WHAT TO DO: Replace "Kindly" with "Please" in the records starting at the line that contains "the skin, one" and ending at the line that contains "point(358, 444)", and give only those lines with nothing else changed.

>> Start EXCERPTED DATA

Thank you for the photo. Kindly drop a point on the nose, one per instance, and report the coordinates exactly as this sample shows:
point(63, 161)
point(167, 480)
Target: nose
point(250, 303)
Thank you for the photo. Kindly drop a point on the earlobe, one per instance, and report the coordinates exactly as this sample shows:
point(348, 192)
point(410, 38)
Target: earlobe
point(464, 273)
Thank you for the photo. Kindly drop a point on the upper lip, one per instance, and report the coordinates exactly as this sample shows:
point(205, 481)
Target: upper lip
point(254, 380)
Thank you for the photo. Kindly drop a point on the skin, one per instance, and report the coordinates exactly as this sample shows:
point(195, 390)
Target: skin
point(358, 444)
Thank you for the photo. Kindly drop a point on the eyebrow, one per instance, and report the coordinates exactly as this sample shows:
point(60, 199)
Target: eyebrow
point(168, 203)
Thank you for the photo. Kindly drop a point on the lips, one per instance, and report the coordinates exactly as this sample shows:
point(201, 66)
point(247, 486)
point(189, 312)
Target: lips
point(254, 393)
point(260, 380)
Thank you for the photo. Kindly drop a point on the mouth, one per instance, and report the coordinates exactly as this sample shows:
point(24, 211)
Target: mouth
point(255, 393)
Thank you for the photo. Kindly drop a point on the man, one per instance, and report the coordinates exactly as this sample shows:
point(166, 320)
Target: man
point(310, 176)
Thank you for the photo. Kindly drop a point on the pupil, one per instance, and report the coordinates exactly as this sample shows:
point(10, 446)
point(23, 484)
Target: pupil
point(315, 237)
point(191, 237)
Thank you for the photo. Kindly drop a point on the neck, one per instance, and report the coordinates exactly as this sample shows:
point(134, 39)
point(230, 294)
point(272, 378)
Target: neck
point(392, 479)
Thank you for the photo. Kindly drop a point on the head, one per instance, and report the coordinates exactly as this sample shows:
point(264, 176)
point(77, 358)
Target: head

>> End EXCERPTED DATA

RESPONSE:
Thank you for the photo. Please drop a point on the skin, one per instance, and report the coordinates exactly as this sample shows:
point(195, 390)
Target: skin
point(358, 444)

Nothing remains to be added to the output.